** Begin **

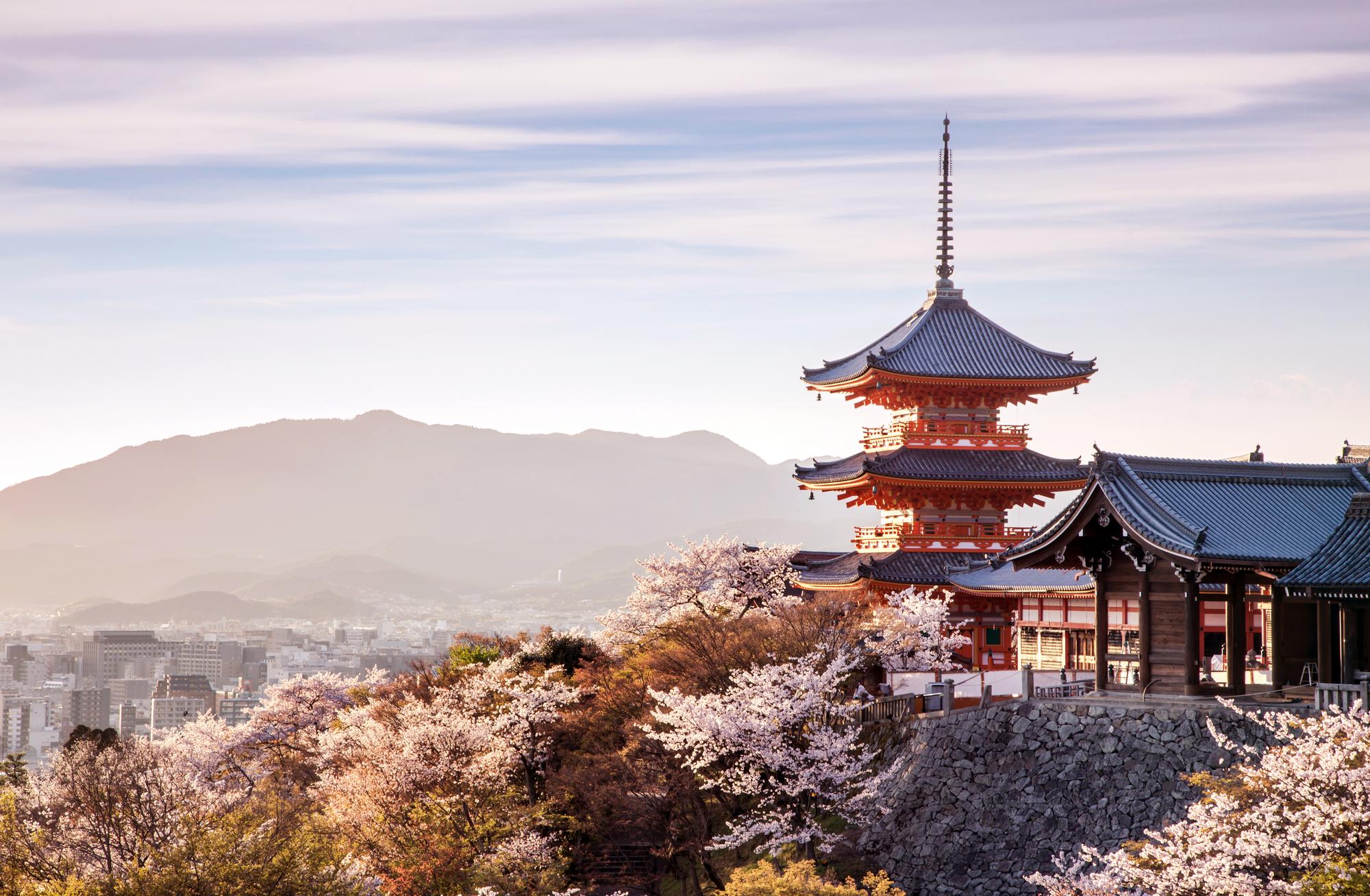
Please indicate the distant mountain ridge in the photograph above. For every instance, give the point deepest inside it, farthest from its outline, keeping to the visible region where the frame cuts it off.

** End **
** Begin **

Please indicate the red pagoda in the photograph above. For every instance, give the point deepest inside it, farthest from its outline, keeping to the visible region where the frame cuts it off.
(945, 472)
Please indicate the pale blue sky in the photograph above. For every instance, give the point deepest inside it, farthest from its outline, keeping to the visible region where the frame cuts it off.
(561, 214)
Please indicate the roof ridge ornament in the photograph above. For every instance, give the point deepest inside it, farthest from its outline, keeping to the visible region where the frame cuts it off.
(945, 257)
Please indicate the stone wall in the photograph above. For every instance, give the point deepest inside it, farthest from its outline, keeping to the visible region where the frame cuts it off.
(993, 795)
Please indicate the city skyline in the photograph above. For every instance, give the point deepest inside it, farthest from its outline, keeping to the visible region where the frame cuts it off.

** End **

# Goal:
How many rows above contain the word "blue"? Reply with the number only.

# Expected answer:
1